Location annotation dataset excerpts
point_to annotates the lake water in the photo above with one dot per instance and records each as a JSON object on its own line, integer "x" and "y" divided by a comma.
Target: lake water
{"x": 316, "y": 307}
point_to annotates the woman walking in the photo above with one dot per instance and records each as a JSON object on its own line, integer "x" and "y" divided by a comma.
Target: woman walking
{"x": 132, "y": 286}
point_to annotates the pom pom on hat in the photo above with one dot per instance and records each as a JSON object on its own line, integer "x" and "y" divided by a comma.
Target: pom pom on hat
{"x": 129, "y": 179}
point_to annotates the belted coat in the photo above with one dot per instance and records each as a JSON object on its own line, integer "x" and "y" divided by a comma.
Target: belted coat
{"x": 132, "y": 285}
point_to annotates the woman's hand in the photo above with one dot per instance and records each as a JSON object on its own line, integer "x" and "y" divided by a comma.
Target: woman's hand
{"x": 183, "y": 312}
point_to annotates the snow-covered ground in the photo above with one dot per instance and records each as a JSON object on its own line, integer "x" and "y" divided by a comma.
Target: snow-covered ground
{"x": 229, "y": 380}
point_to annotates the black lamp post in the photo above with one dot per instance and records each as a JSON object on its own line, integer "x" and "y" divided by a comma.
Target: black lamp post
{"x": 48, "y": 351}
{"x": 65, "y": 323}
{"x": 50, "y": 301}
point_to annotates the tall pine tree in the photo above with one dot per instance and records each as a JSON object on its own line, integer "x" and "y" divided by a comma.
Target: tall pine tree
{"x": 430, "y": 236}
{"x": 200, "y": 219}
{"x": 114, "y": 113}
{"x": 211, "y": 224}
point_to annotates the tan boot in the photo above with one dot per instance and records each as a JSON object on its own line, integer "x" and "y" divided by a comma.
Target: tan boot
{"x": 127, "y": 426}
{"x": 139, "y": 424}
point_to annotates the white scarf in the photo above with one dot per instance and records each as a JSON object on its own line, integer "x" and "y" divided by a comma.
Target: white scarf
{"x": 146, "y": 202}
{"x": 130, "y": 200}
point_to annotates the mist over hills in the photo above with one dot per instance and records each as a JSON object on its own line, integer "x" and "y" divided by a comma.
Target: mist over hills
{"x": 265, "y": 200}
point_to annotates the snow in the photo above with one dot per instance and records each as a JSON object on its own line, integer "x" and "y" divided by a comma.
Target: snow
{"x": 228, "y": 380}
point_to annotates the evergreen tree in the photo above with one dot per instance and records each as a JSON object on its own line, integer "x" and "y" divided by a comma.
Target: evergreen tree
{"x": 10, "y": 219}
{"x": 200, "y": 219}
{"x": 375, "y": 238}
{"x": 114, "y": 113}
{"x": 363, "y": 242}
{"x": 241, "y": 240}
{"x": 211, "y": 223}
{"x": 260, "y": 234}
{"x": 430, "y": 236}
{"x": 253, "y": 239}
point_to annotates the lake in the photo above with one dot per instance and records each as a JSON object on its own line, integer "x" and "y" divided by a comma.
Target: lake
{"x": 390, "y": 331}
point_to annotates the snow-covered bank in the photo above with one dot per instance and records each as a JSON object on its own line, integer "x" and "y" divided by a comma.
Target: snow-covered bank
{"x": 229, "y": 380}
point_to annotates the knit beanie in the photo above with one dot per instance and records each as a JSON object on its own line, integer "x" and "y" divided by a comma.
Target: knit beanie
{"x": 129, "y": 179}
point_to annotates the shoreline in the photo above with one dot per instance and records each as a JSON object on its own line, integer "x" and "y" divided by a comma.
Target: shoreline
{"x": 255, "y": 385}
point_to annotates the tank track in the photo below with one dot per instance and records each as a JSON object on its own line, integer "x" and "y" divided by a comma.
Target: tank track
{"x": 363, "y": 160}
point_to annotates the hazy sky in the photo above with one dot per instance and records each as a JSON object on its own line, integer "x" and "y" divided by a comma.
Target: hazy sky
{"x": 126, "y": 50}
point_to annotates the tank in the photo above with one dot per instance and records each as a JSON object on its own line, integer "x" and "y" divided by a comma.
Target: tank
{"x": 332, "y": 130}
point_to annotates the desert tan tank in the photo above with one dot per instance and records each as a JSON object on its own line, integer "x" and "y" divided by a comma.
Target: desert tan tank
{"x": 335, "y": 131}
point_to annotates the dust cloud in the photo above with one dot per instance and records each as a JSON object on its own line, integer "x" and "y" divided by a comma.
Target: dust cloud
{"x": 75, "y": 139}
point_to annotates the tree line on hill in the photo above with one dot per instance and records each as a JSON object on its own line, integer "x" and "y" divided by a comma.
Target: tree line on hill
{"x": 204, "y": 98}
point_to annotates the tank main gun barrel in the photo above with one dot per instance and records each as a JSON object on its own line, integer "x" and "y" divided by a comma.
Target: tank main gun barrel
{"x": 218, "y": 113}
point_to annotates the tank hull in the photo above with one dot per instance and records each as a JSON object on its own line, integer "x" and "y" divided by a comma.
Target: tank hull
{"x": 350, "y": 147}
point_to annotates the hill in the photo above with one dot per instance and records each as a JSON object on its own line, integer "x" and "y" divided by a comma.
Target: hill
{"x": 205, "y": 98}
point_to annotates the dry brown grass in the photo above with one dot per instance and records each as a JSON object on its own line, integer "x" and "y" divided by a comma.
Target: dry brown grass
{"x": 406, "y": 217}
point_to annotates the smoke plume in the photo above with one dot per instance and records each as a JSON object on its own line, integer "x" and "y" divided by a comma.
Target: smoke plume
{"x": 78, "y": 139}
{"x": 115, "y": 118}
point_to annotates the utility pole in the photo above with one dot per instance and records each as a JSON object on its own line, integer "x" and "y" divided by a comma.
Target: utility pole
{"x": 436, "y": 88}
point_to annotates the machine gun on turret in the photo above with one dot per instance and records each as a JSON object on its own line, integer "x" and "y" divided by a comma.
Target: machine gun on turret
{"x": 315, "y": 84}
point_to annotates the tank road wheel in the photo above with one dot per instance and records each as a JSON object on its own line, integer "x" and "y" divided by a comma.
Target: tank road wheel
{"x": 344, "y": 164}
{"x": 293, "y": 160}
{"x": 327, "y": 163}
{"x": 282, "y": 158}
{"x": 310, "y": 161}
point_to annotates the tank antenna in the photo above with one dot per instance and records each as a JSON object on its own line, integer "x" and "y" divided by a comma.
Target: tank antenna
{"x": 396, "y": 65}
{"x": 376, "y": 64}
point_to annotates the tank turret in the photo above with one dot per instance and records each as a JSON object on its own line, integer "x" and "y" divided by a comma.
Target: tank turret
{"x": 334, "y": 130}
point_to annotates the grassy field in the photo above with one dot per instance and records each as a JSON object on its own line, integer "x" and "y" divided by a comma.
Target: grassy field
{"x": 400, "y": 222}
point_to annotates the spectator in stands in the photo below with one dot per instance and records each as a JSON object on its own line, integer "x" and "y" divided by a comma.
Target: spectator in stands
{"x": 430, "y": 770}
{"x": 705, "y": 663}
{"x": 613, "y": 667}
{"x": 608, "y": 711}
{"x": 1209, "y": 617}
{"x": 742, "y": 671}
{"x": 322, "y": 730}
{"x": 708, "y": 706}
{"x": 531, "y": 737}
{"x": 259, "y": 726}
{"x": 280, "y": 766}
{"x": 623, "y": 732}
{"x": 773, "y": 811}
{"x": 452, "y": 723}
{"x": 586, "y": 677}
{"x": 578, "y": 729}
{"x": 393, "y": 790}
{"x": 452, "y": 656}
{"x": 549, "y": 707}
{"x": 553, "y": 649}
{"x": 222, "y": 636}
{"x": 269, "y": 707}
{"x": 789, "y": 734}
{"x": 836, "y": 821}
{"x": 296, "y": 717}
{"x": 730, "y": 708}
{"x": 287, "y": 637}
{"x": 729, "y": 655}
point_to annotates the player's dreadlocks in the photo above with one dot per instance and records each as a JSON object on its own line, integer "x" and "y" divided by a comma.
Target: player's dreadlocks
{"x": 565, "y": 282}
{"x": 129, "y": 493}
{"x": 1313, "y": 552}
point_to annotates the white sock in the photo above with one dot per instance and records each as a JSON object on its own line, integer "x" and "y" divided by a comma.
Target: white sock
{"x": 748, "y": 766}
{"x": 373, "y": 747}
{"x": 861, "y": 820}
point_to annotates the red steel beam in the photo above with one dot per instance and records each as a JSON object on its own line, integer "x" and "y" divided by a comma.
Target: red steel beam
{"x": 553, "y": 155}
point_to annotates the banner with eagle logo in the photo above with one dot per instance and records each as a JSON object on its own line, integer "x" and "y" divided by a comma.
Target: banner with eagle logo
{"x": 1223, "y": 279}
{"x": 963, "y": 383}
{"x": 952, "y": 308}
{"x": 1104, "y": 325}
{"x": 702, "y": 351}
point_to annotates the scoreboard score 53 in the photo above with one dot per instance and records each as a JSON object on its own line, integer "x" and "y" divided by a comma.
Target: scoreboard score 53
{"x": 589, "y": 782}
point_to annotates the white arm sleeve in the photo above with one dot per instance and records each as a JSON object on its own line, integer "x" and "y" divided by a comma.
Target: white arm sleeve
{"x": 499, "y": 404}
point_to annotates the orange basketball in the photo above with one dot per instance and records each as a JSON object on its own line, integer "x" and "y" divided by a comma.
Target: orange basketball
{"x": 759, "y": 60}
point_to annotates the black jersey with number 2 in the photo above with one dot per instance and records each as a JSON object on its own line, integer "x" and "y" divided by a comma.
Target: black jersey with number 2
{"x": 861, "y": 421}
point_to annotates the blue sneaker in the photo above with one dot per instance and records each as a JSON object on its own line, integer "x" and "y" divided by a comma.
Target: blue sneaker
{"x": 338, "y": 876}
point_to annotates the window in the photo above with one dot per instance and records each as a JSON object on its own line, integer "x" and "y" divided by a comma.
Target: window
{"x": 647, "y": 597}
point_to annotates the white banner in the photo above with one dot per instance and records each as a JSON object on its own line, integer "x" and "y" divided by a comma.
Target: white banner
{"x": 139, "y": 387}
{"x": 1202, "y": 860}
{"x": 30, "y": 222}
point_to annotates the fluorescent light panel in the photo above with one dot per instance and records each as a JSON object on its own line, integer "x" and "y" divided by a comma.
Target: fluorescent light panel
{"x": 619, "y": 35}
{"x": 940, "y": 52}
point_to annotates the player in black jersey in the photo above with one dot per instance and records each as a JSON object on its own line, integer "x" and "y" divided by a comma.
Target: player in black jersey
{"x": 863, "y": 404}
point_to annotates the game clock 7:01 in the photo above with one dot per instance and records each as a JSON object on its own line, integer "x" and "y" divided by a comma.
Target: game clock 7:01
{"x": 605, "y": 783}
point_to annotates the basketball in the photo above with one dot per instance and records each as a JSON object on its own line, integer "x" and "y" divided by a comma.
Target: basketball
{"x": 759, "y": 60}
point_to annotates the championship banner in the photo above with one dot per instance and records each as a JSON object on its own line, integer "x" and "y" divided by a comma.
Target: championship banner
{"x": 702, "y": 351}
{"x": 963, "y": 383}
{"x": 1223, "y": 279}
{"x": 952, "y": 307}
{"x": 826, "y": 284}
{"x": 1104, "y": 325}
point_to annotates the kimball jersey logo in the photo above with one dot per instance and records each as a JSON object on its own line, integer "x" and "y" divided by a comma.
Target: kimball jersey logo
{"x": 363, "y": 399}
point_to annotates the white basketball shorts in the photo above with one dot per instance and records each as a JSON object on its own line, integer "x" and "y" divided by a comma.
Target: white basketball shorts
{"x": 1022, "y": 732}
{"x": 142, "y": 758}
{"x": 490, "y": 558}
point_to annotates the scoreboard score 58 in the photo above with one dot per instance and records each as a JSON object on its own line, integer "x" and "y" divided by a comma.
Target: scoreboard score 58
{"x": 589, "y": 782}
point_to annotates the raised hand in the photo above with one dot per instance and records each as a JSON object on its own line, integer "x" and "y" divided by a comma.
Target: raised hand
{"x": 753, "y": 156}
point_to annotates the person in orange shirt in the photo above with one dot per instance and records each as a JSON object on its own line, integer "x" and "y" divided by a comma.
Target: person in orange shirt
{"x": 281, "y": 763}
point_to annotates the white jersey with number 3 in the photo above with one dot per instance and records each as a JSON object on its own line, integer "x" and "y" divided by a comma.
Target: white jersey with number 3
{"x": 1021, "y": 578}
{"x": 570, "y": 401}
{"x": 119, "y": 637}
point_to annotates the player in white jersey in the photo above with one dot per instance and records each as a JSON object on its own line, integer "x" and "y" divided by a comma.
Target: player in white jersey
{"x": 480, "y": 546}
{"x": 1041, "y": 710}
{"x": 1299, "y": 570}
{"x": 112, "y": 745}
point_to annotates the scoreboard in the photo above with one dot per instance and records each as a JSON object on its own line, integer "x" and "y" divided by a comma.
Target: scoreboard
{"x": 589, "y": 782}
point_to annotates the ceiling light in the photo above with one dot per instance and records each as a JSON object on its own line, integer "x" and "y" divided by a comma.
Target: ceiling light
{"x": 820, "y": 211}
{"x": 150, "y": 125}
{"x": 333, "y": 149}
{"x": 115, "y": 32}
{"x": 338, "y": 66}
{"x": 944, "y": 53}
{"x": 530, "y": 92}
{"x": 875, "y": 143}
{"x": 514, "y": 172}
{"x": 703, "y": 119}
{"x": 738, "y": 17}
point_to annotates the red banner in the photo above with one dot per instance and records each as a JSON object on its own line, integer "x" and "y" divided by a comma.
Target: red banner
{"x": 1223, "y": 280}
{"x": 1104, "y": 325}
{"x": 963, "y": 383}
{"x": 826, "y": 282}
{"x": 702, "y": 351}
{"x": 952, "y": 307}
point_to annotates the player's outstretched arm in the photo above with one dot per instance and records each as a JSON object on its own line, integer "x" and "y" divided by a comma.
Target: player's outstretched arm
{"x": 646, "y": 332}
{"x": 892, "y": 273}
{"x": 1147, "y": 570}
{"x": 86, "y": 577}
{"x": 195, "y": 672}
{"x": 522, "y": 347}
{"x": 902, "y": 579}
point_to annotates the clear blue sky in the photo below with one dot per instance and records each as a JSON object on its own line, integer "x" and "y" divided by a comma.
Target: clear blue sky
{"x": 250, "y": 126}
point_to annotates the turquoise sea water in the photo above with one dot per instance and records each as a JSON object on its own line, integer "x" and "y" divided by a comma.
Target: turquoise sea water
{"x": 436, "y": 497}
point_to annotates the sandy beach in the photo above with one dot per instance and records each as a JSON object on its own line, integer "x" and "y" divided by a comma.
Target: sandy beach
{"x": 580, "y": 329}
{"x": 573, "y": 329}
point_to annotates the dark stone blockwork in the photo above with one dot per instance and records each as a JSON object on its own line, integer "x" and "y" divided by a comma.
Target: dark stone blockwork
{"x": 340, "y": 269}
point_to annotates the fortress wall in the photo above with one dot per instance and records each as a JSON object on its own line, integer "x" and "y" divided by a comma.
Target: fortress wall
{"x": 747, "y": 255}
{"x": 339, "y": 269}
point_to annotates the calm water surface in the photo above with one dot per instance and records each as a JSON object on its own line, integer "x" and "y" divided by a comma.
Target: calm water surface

- _AIM OF THE EXERCISE_
From the line that contains "point_to annotates the turquoise" to the last line of the material above, repeat every line exactly, keeping both the first and the last.

- _OUTPUT OF THE EXERCISE_
point_to annotates the turquoise sea water in the photo above with one dot per instance and records each as a JSON object on its own line, integer "x" and "y" divided by a comma.
Target: turquoise sea water
{"x": 436, "y": 497}
point_to annotates the sandy beach in the photo above with one dot per instance and records each as a JSON object on its own line, integer "x" and "y" divided by a comma.
Target: sandy beach
{"x": 580, "y": 329}
{"x": 573, "y": 329}
point_to annotates the dark stone blockwork in the photo above with one dot per instance and records each as a JSON object on its own line, integer "x" and "y" divided by a comma.
Target: dark stone blockwork
{"x": 340, "y": 269}
point_to annotates the fortress wall in the photo above with one dot per instance and records each as a JSON object on its own line, integer "x" and "y" divided by a comma.
Target: fortress wall
{"x": 747, "y": 255}
{"x": 339, "y": 269}
point_to annotates the calm water surface in the photo above with one dot per instance and records each as a JSON object on its own line, integer "x" and "y" divided by a comma.
Target: calm water surface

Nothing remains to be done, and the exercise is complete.